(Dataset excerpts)

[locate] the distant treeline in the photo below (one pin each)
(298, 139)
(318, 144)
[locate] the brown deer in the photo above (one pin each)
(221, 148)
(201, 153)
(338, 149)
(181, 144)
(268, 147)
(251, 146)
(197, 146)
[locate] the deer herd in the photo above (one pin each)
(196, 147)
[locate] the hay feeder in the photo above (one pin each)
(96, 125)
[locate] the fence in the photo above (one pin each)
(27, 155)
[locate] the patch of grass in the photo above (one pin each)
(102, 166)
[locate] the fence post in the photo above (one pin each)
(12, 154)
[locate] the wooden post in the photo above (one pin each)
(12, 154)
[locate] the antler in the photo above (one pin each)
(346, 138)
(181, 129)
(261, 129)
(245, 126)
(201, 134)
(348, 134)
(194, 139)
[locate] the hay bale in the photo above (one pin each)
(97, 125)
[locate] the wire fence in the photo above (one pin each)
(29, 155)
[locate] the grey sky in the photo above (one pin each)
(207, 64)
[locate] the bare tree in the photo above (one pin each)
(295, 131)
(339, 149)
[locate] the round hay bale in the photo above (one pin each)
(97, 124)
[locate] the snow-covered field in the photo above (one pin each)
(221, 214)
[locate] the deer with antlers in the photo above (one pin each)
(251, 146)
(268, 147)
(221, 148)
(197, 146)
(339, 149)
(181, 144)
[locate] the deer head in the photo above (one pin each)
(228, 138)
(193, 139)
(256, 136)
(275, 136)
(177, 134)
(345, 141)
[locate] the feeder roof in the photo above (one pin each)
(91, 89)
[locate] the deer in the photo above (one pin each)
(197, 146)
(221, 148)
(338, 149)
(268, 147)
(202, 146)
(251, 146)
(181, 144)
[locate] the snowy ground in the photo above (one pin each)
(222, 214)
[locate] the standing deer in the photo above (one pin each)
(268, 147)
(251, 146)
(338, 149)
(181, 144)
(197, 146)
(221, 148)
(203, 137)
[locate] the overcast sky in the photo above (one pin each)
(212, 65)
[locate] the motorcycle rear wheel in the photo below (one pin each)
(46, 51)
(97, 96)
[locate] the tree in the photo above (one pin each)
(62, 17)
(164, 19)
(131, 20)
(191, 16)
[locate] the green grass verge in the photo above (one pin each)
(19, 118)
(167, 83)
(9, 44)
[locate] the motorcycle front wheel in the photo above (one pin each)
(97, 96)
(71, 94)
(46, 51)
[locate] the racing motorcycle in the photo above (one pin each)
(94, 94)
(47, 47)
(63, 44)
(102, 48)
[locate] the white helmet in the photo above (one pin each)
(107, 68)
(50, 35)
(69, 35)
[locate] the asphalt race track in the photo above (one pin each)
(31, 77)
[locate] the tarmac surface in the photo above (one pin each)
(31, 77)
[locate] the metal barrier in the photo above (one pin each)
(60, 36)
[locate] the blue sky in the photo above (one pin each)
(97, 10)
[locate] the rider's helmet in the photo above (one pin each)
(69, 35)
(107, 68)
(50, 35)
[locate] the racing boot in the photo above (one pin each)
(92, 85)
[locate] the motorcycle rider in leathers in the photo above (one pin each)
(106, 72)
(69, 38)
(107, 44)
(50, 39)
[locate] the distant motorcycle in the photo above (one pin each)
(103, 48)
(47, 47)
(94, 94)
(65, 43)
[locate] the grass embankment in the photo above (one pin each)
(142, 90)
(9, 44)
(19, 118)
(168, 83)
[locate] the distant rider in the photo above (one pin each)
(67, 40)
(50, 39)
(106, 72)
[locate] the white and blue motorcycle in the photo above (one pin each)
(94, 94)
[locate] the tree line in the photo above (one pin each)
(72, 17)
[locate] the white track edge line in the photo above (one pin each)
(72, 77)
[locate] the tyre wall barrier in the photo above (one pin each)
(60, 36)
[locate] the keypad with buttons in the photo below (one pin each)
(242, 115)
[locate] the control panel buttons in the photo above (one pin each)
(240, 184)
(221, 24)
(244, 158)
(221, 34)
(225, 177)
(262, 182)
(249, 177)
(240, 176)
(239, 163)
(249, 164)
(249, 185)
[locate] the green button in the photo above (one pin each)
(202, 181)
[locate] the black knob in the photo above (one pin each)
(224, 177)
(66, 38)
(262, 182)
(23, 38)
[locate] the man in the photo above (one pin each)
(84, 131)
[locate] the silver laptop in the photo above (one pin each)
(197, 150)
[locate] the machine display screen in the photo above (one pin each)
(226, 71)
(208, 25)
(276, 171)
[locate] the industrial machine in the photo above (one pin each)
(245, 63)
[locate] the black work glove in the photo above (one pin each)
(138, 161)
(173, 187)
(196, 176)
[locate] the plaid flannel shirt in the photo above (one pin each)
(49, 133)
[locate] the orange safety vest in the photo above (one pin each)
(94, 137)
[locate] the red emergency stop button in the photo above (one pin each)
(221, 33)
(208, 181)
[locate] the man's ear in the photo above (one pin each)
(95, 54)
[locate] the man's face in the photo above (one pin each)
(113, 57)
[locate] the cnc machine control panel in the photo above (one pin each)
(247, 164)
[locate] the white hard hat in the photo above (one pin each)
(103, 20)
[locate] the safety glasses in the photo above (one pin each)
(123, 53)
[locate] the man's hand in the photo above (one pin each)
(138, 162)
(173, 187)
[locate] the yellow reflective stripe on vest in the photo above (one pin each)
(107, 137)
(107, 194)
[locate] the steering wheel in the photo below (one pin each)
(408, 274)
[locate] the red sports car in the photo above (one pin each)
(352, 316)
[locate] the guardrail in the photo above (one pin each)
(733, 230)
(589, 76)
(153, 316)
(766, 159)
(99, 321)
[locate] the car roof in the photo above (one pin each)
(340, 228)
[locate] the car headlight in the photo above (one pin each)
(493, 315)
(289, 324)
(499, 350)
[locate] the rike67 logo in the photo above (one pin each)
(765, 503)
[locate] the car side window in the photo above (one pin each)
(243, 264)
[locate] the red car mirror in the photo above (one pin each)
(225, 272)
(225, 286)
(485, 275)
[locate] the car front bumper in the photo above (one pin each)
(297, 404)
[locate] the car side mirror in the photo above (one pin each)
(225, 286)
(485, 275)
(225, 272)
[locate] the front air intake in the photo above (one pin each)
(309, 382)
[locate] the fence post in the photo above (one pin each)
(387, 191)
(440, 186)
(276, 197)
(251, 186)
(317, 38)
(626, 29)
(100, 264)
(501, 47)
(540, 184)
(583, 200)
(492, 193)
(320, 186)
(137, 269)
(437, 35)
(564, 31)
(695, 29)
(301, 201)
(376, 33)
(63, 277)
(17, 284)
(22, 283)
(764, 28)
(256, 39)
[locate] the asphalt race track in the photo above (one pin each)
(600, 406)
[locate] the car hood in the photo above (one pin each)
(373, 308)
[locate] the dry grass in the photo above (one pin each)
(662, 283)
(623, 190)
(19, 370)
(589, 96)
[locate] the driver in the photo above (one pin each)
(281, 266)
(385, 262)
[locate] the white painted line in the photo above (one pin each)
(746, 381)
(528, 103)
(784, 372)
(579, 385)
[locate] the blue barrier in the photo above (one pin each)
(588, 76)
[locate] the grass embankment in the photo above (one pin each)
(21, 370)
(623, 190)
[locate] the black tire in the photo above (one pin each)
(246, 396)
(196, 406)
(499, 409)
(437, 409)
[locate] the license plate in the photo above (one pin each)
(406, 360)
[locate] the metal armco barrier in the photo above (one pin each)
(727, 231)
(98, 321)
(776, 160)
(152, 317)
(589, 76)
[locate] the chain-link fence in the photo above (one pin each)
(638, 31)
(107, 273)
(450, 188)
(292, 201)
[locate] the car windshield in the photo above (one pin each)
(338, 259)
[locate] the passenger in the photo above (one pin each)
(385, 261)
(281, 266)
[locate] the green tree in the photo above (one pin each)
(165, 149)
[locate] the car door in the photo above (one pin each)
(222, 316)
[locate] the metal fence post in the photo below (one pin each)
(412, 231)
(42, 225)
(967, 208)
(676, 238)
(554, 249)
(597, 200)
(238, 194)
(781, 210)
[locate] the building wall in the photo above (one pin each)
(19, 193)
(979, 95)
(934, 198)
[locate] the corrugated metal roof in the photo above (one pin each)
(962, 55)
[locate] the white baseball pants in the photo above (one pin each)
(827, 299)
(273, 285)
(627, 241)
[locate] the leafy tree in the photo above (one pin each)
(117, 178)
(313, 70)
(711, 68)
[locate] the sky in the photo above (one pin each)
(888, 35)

WHAT TO PRODUCE
Repeat exactly, and only, the lines from the line containing "[locate] the leafy" through the last line of the records above, both included.

EXERCISE ANSWER
[locate] the leafy tree in the photo above (one pin each)
(117, 178)
(313, 70)
(711, 68)
[locate] the sky in the photo above (one pin each)
(888, 35)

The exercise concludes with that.